In the records that follow, count each line where the string "distant" occurs. Provide the total and no other text.

(Image-backed grounding data)
++++++++++++++++++++
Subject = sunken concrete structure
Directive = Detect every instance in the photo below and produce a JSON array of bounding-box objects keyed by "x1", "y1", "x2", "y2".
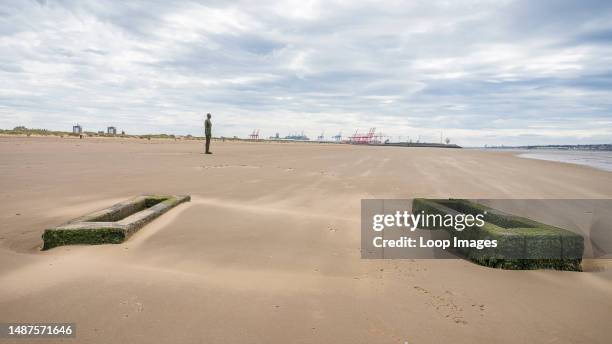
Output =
[
  {"x1": 42, "y1": 195, "x2": 190, "y2": 250},
  {"x1": 412, "y1": 198, "x2": 584, "y2": 271}
]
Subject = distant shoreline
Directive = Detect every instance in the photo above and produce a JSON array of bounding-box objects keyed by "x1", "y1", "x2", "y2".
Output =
[
  {"x1": 484, "y1": 144, "x2": 612, "y2": 152},
  {"x1": 0, "y1": 129, "x2": 460, "y2": 147}
]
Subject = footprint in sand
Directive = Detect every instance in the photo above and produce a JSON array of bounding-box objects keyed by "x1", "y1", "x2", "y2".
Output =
[
  {"x1": 413, "y1": 286, "x2": 467, "y2": 325},
  {"x1": 471, "y1": 303, "x2": 486, "y2": 316},
  {"x1": 119, "y1": 297, "x2": 145, "y2": 317}
]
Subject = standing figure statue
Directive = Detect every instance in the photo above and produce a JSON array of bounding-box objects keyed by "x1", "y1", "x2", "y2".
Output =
[{"x1": 204, "y1": 113, "x2": 212, "y2": 154}]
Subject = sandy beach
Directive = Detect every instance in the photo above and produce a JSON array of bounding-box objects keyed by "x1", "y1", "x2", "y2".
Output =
[{"x1": 1, "y1": 136, "x2": 611, "y2": 344}]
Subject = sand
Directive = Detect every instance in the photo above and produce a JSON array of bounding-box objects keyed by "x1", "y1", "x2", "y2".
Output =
[{"x1": 0, "y1": 136, "x2": 611, "y2": 344}]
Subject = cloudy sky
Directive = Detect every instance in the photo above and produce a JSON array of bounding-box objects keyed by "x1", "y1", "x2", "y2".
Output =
[{"x1": 1, "y1": 0, "x2": 611, "y2": 146}]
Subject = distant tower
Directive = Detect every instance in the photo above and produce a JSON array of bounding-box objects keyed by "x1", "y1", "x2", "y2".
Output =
[
  {"x1": 107, "y1": 126, "x2": 117, "y2": 135},
  {"x1": 72, "y1": 124, "x2": 82, "y2": 134}
]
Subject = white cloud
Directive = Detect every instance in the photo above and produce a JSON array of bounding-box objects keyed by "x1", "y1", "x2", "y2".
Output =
[{"x1": 0, "y1": 0, "x2": 611, "y2": 146}]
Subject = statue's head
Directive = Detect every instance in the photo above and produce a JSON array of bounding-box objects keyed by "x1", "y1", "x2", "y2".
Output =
[{"x1": 207, "y1": 113, "x2": 211, "y2": 119}]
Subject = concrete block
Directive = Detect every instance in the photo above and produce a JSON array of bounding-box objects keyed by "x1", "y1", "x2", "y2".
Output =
[{"x1": 42, "y1": 195, "x2": 190, "y2": 250}]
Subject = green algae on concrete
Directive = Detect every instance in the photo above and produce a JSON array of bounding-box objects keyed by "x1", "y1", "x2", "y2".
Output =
[
  {"x1": 412, "y1": 198, "x2": 584, "y2": 271},
  {"x1": 42, "y1": 195, "x2": 190, "y2": 250}
]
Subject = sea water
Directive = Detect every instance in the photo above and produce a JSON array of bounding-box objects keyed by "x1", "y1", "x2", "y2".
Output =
[{"x1": 516, "y1": 149, "x2": 612, "y2": 172}]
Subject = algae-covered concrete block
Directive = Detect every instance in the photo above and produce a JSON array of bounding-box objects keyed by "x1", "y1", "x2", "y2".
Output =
[
  {"x1": 42, "y1": 195, "x2": 190, "y2": 250},
  {"x1": 412, "y1": 198, "x2": 584, "y2": 271}
]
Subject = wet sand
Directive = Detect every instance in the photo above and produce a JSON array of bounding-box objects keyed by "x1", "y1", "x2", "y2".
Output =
[{"x1": 0, "y1": 136, "x2": 611, "y2": 344}]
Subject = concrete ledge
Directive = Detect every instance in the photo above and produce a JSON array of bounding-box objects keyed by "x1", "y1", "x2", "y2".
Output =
[
  {"x1": 42, "y1": 195, "x2": 190, "y2": 250},
  {"x1": 412, "y1": 198, "x2": 584, "y2": 271}
]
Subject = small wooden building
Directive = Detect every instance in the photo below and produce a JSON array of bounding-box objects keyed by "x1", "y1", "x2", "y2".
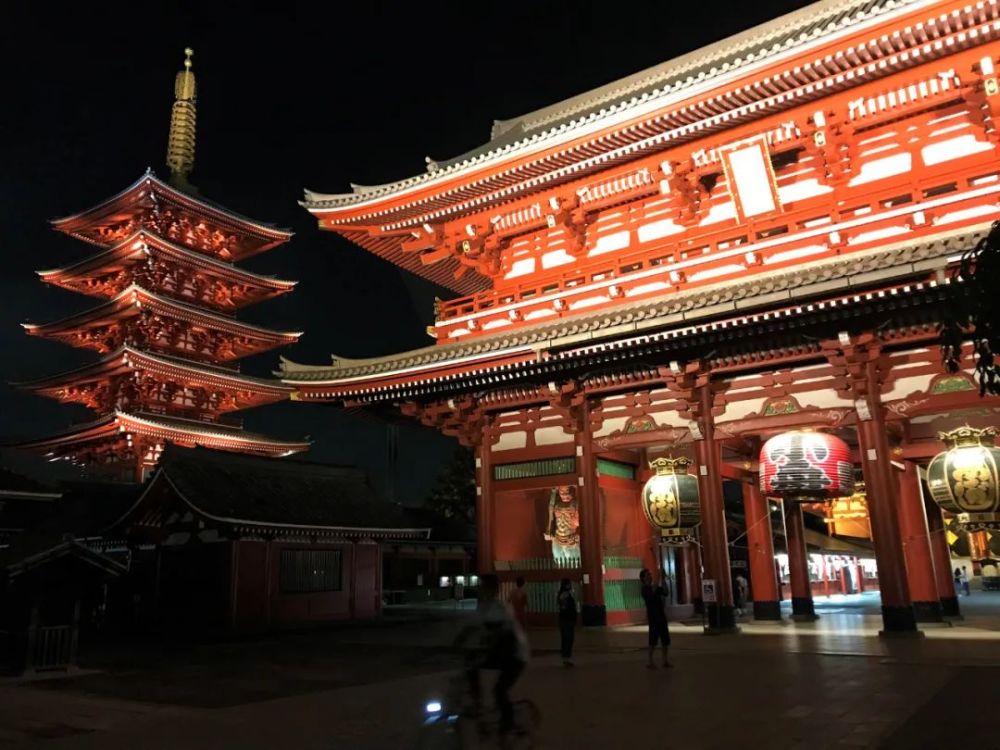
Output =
[
  {"x1": 107, "y1": 446, "x2": 431, "y2": 633},
  {"x1": 1, "y1": 539, "x2": 124, "y2": 674}
]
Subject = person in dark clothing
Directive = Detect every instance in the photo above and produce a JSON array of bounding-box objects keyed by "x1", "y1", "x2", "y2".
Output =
[
  {"x1": 640, "y1": 568, "x2": 672, "y2": 669},
  {"x1": 458, "y1": 574, "x2": 529, "y2": 732},
  {"x1": 557, "y1": 578, "x2": 577, "y2": 667}
]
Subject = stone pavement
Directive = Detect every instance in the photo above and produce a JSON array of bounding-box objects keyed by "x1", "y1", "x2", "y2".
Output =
[{"x1": 2, "y1": 595, "x2": 1000, "y2": 749}]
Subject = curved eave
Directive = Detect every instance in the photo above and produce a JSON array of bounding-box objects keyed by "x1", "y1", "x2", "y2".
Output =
[
  {"x1": 52, "y1": 171, "x2": 292, "y2": 239},
  {"x1": 115, "y1": 472, "x2": 429, "y2": 541},
  {"x1": 116, "y1": 412, "x2": 310, "y2": 455},
  {"x1": 36, "y1": 230, "x2": 297, "y2": 295},
  {"x1": 324, "y1": 226, "x2": 490, "y2": 296},
  {"x1": 288, "y1": 277, "x2": 949, "y2": 402},
  {"x1": 23, "y1": 284, "x2": 302, "y2": 345},
  {"x1": 300, "y1": 0, "x2": 982, "y2": 227},
  {"x1": 14, "y1": 346, "x2": 294, "y2": 399},
  {"x1": 12, "y1": 411, "x2": 310, "y2": 457}
]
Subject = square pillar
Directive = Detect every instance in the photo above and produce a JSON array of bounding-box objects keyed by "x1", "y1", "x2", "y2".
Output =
[
  {"x1": 897, "y1": 462, "x2": 943, "y2": 622},
  {"x1": 855, "y1": 391, "x2": 918, "y2": 635},
  {"x1": 694, "y1": 382, "x2": 737, "y2": 633},
  {"x1": 784, "y1": 501, "x2": 818, "y2": 621},
  {"x1": 741, "y1": 479, "x2": 781, "y2": 620},
  {"x1": 578, "y1": 401, "x2": 606, "y2": 626}
]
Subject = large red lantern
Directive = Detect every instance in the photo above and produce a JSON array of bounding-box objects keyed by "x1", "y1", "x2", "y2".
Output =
[{"x1": 759, "y1": 430, "x2": 854, "y2": 500}]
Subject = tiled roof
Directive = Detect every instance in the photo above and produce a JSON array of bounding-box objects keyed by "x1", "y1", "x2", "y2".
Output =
[
  {"x1": 38, "y1": 230, "x2": 297, "y2": 292},
  {"x1": 147, "y1": 446, "x2": 429, "y2": 537},
  {"x1": 15, "y1": 346, "x2": 293, "y2": 396},
  {"x1": 53, "y1": 170, "x2": 292, "y2": 241},
  {"x1": 280, "y1": 223, "x2": 979, "y2": 385},
  {"x1": 11, "y1": 411, "x2": 309, "y2": 455},
  {"x1": 23, "y1": 283, "x2": 302, "y2": 342},
  {"x1": 302, "y1": 0, "x2": 924, "y2": 212}
]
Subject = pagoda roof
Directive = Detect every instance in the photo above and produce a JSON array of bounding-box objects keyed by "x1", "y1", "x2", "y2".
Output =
[
  {"x1": 52, "y1": 170, "x2": 293, "y2": 261},
  {"x1": 23, "y1": 283, "x2": 302, "y2": 354},
  {"x1": 14, "y1": 345, "x2": 294, "y2": 406},
  {"x1": 278, "y1": 223, "x2": 979, "y2": 400},
  {"x1": 302, "y1": 0, "x2": 932, "y2": 216},
  {"x1": 37, "y1": 229, "x2": 297, "y2": 306},
  {"x1": 13, "y1": 410, "x2": 310, "y2": 459},
  {"x1": 114, "y1": 446, "x2": 430, "y2": 540}
]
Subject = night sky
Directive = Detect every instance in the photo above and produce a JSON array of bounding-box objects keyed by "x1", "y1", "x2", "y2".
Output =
[{"x1": 1, "y1": 0, "x2": 811, "y2": 503}]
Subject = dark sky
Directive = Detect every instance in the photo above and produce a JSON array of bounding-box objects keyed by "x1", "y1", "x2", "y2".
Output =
[{"x1": 1, "y1": 0, "x2": 811, "y2": 503}]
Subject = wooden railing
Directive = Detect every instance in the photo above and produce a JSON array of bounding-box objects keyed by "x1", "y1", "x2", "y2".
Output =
[{"x1": 31, "y1": 625, "x2": 74, "y2": 671}]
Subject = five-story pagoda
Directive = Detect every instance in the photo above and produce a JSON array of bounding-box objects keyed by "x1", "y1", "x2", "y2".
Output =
[{"x1": 15, "y1": 49, "x2": 309, "y2": 481}]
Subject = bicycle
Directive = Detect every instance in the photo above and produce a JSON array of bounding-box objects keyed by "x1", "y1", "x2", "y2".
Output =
[{"x1": 417, "y1": 672, "x2": 540, "y2": 749}]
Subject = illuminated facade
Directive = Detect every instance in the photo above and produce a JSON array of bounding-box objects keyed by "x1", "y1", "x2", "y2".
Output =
[
  {"x1": 16, "y1": 50, "x2": 308, "y2": 480},
  {"x1": 284, "y1": 0, "x2": 1000, "y2": 631}
]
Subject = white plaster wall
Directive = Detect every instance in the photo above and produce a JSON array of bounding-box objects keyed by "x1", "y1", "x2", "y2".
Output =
[
  {"x1": 646, "y1": 409, "x2": 687, "y2": 428},
  {"x1": 593, "y1": 416, "x2": 629, "y2": 438},
  {"x1": 535, "y1": 426, "x2": 575, "y2": 445},
  {"x1": 719, "y1": 396, "x2": 768, "y2": 422},
  {"x1": 882, "y1": 374, "x2": 932, "y2": 402},
  {"x1": 495, "y1": 431, "x2": 528, "y2": 451}
]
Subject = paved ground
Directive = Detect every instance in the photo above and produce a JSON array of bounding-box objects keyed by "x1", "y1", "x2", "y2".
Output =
[{"x1": 2, "y1": 592, "x2": 999, "y2": 749}]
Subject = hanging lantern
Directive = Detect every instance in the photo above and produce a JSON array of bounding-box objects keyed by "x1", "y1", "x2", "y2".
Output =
[
  {"x1": 927, "y1": 426, "x2": 1000, "y2": 533},
  {"x1": 641, "y1": 456, "x2": 700, "y2": 545},
  {"x1": 759, "y1": 430, "x2": 854, "y2": 500}
]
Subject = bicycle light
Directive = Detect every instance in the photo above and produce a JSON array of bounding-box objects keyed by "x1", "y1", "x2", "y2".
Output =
[{"x1": 425, "y1": 700, "x2": 443, "y2": 714}]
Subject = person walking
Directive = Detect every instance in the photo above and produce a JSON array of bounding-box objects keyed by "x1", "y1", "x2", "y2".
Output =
[
  {"x1": 640, "y1": 568, "x2": 672, "y2": 669},
  {"x1": 509, "y1": 576, "x2": 529, "y2": 631},
  {"x1": 557, "y1": 578, "x2": 577, "y2": 667},
  {"x1": 955, "y1": 568, "x2": 969, "y2": 596},
  {"x1": 734, "y1": 573, "x2": 748, "y2": 616},
  {"x1": 961, "y1": 566, "x2": 972, "y2": 596}
]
++++++++++++++++++++
* RESULT FOR THIS TASK *
2